#5705 BLOC 8.2.0 (: sudo gives "can't access tty" errors.

Zarro Boogs per Child bugtracker at laptop.org
Wed Jul 30 09:59:54 EDT 2008


#5705: sudo gives "can't access tty" errors.
-------------------------+--------------------------------------------------
   Reporter:  cjb        |       Owner:  cscott                       
       Type:  defect     |      Status:  new                          
   Priority:  blocker    |   Milestone:  8.2.0 (was Update.2)         
  Component:  distro     |     Version:                               
 Resolution:             |    Keywords:  rainbow-integration, security
Next_action:  never set  |    Verified:  0                            
  Blockedby:             |    Blocking:                               
-------------------------+--------------------------------------------------

Comment(by mtd):

 Replying to [comment:12 cscott]:
 > mtd: can I get some more information about how your patch is expected to
 work?

EXTRACTED INFORMATION:
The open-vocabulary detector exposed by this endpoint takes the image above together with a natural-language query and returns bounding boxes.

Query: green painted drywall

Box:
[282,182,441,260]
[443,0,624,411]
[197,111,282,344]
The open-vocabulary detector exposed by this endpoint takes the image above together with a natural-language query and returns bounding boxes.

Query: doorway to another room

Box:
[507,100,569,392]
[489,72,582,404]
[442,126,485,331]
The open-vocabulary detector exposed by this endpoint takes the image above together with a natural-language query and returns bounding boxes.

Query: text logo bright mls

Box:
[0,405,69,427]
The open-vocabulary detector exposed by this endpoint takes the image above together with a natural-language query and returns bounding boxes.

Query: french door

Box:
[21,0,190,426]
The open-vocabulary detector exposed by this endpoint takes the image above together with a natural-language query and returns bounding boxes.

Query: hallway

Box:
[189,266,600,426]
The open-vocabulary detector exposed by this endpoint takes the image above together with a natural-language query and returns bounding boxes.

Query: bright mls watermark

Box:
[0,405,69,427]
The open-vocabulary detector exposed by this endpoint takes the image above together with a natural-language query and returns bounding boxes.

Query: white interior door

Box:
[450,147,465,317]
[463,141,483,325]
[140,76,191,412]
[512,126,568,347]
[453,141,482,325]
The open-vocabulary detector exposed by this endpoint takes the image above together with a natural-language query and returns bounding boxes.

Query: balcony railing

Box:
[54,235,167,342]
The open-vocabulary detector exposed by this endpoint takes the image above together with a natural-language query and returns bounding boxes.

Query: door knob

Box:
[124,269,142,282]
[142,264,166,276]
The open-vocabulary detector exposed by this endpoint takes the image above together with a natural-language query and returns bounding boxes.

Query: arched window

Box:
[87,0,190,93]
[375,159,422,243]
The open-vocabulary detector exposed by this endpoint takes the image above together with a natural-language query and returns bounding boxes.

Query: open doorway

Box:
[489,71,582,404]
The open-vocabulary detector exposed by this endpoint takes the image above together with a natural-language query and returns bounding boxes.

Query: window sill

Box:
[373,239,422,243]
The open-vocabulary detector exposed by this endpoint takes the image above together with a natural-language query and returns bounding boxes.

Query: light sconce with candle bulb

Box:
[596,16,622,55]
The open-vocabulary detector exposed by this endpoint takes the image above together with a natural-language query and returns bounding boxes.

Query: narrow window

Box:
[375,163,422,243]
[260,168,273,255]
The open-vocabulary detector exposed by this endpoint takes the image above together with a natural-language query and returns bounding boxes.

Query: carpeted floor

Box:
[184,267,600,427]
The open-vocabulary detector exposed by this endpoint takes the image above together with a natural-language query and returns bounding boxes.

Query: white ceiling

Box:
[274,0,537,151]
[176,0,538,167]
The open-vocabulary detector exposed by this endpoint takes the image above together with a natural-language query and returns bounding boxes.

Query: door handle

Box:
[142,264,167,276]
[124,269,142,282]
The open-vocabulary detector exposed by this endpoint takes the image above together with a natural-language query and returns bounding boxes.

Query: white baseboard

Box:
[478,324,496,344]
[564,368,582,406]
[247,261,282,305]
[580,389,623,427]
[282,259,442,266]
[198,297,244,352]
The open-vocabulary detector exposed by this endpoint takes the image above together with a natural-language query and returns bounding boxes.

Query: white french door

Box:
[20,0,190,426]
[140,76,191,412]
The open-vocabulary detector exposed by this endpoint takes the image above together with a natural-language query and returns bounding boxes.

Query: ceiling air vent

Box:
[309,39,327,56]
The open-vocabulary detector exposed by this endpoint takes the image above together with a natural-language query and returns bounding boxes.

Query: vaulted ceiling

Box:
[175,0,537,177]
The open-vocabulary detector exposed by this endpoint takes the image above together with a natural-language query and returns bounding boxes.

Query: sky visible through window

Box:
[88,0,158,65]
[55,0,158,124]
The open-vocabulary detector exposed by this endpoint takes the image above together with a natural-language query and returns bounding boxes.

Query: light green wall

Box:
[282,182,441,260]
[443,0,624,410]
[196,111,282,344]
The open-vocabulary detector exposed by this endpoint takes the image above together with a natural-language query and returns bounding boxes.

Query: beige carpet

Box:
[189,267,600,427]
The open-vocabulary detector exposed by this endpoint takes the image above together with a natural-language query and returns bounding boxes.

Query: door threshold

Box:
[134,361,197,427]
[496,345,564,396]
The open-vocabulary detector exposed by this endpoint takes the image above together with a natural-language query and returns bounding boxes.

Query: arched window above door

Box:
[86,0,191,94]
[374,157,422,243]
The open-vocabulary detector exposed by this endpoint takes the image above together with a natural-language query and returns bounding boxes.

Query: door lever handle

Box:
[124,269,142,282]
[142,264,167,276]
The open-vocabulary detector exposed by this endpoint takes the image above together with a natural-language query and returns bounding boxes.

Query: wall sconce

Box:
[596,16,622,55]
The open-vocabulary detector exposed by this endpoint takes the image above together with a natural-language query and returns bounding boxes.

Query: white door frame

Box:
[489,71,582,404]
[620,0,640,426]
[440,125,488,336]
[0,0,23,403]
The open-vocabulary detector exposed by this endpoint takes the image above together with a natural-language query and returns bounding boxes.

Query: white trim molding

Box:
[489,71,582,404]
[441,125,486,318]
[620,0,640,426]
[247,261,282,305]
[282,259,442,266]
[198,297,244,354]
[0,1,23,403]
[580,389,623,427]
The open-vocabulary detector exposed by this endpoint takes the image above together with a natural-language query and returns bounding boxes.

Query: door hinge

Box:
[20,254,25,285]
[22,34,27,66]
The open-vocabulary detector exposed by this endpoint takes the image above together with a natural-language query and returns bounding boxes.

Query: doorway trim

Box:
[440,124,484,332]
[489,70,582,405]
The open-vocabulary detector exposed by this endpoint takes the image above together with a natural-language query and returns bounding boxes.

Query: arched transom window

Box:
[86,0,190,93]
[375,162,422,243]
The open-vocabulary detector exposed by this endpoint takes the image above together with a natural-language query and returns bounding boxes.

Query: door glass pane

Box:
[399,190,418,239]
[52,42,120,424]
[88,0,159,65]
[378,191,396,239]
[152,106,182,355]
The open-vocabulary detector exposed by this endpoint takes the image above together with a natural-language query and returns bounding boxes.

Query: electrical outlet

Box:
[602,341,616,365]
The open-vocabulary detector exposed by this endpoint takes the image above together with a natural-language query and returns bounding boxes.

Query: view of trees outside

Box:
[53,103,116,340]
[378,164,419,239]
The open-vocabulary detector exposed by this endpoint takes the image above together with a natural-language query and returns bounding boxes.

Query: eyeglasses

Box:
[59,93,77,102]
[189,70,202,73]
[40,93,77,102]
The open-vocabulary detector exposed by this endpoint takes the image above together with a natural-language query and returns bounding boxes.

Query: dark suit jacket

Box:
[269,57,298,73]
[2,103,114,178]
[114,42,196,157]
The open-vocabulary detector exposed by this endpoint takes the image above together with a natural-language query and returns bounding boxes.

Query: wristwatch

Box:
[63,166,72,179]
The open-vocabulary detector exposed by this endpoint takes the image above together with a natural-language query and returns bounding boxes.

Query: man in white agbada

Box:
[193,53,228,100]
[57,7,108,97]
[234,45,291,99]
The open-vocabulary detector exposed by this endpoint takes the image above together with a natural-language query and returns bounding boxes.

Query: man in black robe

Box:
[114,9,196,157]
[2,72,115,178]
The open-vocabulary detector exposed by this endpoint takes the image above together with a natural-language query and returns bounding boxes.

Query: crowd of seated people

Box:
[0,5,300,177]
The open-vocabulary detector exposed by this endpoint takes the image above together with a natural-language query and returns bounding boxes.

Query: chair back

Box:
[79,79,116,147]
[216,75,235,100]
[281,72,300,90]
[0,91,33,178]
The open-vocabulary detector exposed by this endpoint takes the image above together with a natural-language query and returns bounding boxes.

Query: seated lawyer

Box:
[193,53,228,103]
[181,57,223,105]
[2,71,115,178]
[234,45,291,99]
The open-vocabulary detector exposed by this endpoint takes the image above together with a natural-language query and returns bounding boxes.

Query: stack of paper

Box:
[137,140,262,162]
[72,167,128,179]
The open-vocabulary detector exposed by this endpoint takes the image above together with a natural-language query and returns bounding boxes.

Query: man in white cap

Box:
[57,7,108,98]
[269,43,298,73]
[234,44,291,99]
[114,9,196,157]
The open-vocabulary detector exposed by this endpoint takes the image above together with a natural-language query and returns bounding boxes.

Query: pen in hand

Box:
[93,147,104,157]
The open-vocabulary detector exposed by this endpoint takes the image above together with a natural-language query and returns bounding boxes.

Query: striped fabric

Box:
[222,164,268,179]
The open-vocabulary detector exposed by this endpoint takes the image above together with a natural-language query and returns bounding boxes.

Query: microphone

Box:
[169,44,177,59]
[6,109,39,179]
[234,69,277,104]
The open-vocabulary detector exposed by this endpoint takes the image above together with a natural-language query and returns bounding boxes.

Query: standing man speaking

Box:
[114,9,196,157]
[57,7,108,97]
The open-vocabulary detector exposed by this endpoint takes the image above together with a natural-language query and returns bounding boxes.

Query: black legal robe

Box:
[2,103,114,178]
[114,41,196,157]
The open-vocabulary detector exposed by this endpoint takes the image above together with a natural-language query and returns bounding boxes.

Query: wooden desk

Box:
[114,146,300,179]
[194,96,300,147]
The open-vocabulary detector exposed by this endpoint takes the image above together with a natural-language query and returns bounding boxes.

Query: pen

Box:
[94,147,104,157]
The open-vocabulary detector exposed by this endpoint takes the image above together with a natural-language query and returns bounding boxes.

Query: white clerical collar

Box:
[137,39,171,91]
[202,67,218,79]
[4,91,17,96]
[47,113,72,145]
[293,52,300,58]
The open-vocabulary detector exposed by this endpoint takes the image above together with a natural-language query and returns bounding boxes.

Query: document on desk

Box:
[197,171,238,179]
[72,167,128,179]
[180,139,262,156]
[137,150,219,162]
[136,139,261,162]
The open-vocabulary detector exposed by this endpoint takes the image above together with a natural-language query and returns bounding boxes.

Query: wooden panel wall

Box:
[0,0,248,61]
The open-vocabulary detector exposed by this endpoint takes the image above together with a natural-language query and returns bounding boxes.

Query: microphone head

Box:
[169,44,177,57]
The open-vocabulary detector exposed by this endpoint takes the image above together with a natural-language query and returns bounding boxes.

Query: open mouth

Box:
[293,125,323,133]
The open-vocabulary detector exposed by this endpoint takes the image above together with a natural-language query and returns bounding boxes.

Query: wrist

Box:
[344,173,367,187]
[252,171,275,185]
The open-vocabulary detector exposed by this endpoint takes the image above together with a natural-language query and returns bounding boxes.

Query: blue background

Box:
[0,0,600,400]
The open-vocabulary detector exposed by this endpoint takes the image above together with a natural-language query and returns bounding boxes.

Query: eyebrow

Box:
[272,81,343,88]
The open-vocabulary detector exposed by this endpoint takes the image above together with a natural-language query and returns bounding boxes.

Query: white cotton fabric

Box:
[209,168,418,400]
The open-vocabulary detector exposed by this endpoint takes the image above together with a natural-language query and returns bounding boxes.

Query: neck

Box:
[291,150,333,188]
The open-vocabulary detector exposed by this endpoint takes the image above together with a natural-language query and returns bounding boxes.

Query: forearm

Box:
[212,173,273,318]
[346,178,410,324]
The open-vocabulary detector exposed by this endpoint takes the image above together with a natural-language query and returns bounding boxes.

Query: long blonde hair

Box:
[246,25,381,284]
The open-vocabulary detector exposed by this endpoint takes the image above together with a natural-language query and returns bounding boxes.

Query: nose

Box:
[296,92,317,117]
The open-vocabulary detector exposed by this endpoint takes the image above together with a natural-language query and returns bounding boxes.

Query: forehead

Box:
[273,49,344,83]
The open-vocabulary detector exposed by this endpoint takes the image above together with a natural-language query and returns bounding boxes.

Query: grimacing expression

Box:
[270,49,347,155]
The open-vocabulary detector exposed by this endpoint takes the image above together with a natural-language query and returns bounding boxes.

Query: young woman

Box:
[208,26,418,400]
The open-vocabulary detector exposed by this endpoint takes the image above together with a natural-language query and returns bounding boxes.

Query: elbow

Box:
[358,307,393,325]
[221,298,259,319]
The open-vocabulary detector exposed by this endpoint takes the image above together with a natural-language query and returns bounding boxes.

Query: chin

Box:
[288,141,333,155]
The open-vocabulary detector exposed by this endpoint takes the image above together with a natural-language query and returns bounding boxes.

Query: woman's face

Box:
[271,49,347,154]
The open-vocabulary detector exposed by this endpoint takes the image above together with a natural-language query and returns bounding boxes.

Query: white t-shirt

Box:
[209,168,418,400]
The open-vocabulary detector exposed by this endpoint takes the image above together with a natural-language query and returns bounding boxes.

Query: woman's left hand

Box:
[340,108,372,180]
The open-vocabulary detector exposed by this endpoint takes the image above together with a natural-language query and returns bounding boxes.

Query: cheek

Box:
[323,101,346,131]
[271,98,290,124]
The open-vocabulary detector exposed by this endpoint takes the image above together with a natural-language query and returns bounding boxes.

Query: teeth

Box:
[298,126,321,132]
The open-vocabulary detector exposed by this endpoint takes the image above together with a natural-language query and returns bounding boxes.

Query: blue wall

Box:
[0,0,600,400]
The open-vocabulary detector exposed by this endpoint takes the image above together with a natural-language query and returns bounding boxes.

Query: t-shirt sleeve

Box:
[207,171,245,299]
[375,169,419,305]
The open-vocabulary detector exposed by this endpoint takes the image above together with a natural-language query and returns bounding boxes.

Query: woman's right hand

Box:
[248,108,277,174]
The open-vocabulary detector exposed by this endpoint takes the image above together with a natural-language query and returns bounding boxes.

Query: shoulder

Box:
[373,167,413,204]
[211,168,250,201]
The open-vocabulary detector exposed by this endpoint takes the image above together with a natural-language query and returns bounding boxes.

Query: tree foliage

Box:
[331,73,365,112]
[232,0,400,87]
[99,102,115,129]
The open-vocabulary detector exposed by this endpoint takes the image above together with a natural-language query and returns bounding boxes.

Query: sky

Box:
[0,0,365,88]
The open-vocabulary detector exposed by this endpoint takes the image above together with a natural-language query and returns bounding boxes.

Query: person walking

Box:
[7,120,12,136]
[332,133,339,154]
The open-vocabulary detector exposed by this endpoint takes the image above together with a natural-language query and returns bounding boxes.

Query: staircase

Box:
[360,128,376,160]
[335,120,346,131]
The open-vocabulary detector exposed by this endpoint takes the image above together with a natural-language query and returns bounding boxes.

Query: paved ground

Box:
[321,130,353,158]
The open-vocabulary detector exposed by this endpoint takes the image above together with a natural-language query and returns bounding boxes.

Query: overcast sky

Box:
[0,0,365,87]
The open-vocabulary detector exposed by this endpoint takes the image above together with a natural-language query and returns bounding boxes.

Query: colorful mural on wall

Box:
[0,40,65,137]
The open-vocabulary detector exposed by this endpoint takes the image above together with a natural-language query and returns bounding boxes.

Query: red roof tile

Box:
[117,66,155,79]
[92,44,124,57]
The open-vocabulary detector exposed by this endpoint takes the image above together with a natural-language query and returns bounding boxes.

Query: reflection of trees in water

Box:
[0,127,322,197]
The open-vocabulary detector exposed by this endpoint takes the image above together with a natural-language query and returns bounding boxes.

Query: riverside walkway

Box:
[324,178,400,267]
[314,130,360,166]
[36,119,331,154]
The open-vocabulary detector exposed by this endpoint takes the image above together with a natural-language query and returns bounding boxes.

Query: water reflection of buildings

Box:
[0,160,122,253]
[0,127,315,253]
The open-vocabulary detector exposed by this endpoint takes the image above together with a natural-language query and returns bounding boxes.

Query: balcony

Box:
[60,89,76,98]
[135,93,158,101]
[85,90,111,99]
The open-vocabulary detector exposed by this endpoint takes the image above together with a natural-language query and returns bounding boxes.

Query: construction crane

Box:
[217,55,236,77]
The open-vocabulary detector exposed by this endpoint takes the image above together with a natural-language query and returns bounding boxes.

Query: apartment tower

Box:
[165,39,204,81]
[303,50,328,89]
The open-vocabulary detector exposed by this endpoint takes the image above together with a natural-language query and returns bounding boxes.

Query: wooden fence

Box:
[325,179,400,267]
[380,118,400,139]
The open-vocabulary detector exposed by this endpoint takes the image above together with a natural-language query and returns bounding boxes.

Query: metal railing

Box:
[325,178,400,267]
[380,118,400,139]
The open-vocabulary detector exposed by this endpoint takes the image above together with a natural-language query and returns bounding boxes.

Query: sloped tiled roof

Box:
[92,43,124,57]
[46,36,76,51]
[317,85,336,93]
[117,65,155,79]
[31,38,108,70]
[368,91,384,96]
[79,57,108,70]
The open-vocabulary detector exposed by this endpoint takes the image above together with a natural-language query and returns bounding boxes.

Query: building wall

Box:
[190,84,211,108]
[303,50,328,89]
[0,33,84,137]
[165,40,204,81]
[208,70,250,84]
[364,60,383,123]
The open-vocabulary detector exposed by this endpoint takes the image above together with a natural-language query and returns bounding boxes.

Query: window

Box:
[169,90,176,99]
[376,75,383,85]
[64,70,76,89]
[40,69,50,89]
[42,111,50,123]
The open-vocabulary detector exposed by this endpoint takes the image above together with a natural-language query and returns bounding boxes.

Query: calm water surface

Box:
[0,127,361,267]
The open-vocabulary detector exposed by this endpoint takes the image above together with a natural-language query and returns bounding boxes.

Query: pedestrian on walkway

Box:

PROBLEM DESCRIPTION:
Write out the bug report word for word, from "Zarro Boogs per" up to and including "8.2.0 (was Update.2)". The records are separate material with no connection to the bug report.

THE SOLUTION:
Zarro Boogs per Child bugtracker at laptop.org
Wed Jul 30 09:59:54 EDT 2008


#5705: sudo gives "can't access tty" errors.
-------------------------+--------------------------------------------------
   Reporter:  cjb        |       Owner:  cscott                       
       Type:  defect     |      Status:  new                          
   Priority:  blocker    |   Milestone:  8.2.0 (was Update.2)